### EXERCISE AIM
Would you reproduce the entries character for character, from their first line through the line containing "0 L 59 10 L", including both of those lines?

BEGIN RECORDS PROVIDED

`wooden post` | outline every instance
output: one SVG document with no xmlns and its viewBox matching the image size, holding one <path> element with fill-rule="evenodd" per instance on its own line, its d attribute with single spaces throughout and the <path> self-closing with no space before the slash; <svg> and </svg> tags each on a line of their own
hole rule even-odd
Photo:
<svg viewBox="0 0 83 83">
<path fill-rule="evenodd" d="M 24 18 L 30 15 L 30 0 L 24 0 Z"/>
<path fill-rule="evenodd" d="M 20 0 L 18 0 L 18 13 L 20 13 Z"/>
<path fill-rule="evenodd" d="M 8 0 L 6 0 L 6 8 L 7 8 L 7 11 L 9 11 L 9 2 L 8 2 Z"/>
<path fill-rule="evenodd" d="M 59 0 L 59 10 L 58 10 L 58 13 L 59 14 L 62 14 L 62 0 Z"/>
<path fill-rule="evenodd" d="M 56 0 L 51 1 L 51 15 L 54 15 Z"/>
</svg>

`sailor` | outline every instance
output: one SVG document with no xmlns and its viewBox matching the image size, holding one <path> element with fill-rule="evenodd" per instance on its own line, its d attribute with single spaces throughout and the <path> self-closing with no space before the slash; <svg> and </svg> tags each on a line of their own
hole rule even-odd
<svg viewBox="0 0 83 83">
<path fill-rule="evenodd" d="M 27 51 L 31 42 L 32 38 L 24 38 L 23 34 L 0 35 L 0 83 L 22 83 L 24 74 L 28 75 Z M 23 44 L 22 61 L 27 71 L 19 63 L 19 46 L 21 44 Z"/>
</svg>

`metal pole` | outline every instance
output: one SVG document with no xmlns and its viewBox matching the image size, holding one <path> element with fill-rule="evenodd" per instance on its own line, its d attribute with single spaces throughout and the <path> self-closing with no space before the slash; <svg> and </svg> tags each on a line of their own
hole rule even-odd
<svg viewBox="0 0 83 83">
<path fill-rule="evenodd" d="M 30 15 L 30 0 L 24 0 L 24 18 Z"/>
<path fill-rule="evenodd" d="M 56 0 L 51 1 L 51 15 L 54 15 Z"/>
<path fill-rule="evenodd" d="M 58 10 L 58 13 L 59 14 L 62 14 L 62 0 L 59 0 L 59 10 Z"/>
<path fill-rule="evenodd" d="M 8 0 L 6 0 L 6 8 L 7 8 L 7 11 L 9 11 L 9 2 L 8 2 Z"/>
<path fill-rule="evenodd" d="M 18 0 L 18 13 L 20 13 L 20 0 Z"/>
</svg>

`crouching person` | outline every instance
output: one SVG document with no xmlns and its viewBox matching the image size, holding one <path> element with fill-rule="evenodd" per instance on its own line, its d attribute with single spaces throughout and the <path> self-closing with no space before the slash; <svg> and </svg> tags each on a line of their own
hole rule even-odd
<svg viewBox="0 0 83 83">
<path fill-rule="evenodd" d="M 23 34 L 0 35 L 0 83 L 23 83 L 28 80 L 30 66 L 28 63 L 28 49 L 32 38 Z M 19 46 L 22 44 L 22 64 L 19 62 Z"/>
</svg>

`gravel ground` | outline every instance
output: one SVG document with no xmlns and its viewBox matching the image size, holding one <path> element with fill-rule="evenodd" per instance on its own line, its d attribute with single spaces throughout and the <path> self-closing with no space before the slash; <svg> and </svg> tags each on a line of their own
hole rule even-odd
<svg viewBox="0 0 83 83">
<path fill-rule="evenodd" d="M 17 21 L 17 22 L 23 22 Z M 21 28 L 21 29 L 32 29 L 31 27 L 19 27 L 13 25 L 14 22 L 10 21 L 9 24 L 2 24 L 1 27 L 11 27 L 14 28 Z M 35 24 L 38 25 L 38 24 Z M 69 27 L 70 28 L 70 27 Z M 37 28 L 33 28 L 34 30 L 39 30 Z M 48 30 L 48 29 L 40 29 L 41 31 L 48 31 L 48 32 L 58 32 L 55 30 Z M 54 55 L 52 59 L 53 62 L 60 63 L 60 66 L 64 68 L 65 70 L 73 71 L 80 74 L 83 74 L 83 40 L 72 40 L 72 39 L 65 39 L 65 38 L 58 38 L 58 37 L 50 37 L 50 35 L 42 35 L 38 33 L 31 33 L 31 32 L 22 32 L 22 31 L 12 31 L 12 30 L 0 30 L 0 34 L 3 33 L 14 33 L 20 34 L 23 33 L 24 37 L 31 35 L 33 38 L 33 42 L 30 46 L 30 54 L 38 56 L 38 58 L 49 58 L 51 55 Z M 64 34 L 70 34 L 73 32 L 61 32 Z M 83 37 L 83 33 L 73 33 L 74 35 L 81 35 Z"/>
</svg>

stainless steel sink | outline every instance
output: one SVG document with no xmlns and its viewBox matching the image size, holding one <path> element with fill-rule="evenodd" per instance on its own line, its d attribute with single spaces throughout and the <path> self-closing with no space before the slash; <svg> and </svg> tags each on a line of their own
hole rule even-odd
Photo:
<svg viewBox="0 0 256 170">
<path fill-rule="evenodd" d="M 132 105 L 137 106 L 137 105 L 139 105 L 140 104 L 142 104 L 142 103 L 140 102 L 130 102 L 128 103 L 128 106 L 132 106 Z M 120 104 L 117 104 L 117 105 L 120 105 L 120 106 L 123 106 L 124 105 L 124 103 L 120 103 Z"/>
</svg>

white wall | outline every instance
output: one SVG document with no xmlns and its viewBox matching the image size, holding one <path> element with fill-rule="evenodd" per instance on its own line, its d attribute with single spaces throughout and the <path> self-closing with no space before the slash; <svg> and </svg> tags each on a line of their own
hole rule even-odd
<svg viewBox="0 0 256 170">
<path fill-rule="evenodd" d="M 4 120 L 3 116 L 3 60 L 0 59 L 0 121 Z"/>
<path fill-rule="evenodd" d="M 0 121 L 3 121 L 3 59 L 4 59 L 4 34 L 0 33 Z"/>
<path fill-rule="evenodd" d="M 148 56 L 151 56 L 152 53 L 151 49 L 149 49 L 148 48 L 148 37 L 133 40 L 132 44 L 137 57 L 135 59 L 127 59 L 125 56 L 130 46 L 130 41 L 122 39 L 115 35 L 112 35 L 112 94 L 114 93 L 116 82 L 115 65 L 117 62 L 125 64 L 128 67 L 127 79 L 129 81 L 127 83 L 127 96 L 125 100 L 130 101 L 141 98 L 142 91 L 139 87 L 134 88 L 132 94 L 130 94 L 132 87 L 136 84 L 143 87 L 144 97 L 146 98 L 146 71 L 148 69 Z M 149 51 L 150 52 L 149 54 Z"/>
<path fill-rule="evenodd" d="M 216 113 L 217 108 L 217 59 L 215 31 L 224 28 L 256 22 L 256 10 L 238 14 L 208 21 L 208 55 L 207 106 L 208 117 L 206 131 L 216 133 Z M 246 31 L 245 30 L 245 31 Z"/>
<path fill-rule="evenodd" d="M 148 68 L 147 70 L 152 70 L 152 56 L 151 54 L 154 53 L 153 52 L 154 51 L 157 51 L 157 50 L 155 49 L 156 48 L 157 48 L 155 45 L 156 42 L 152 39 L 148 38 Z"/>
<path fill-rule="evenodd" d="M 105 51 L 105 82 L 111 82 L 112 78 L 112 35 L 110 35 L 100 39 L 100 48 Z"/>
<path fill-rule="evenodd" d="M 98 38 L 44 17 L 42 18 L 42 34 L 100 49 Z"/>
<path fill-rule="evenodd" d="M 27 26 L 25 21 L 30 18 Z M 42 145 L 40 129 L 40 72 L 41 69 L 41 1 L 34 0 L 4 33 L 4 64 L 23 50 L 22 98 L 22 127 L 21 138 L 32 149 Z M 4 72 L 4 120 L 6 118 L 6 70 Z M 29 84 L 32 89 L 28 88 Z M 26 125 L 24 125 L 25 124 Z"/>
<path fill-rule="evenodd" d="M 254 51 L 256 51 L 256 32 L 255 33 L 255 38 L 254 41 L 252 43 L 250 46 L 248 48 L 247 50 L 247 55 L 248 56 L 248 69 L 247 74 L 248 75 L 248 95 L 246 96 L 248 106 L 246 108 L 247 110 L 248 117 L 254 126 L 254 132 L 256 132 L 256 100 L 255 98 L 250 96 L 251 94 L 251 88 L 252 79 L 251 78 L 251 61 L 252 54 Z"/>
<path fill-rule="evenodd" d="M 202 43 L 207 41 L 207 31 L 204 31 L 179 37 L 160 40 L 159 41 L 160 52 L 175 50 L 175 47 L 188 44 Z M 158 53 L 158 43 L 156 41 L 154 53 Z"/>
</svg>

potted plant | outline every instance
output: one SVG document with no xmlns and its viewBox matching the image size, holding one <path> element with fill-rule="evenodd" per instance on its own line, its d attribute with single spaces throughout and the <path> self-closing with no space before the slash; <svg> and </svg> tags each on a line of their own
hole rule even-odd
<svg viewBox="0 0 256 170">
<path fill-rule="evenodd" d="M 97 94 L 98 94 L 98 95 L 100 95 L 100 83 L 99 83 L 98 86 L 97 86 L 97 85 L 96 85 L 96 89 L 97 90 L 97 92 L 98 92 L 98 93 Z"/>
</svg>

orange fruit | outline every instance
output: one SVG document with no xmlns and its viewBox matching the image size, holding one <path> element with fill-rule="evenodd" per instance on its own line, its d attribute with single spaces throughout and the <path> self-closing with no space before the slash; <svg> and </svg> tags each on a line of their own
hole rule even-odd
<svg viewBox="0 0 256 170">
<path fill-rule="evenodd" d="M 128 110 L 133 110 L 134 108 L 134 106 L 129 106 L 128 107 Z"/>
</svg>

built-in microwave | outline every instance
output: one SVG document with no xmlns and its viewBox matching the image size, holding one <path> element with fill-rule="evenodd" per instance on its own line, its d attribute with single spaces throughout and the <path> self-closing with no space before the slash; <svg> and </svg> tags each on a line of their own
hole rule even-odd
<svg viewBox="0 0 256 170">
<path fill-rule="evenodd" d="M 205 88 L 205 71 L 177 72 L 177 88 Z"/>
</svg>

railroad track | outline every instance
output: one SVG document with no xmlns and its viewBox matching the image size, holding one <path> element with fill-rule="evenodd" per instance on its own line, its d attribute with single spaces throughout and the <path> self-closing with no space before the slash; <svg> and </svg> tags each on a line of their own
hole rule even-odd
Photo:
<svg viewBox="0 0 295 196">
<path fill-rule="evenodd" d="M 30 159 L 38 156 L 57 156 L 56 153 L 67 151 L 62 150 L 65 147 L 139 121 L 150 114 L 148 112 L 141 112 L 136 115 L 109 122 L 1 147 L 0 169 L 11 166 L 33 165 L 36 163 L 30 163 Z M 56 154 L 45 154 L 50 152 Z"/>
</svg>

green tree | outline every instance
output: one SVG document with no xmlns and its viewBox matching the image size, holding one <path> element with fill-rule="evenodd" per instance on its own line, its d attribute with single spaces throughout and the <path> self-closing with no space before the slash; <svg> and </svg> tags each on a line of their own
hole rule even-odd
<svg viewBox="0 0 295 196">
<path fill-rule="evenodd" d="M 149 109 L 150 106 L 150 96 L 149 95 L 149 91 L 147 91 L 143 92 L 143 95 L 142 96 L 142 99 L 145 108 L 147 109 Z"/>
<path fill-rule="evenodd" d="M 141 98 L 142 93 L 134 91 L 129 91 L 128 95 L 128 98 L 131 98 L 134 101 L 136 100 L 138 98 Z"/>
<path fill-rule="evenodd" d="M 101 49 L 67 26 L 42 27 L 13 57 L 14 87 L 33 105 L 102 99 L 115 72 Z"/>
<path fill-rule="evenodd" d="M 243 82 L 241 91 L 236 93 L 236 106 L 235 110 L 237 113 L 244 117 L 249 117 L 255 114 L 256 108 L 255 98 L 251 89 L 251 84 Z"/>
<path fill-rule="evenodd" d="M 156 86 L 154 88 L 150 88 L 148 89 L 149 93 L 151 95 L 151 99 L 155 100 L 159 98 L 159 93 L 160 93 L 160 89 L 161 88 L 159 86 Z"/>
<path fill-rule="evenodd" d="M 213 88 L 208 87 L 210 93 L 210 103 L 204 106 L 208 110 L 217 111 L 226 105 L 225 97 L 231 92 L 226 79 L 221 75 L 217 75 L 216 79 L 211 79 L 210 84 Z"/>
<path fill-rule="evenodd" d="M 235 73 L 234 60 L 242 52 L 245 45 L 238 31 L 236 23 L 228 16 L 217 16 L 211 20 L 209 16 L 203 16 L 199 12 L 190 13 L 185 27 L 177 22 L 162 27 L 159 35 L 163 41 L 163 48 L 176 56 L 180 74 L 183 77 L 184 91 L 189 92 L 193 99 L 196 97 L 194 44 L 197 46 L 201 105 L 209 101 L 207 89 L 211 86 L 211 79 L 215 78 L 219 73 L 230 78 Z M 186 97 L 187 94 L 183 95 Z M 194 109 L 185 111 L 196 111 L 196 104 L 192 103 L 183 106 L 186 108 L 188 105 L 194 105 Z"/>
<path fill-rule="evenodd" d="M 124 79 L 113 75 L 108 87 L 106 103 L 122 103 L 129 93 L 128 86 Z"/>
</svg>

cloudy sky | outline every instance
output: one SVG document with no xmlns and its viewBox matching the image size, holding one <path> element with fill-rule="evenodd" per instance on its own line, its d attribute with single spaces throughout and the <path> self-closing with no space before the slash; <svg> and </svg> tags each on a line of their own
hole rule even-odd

END RECORDS PROVIDED

### FINAL ANSWER
`wooden post` | outline every instance
output: one SVG document with no xmlns and its viewBox matching the image size, holding one <path> element with fill-rule="evenodd" per instance on its own line, its d attribute with single spaces throughout and the <path> self-closing with no space before the slash; <svg> and </svg> tags each on a line of their own
hole rule even-odd
Photo:
<svg viewBox="0 0 83 83">
<path fill-rule="evenodd" d="M 24 18 L 30 15 L 30 0 L 24 0 Z"/>
<path fill-rule="evenodd" d="M 20 0 L 18 0 L 18 13 L 20 13 Z"/>
<path fill-rule="evenodd" d="M 8 0 L 6 0 L 6 8 L 7 8 L 7 11 L 9 11 L 9 2 L 8 2 Z"/>
<path fill-rule="evenodd" d="M 59 0 L 59 10 L 58 10 L 58 13 L 59 14 L 62 14 L 62 0 Z"/>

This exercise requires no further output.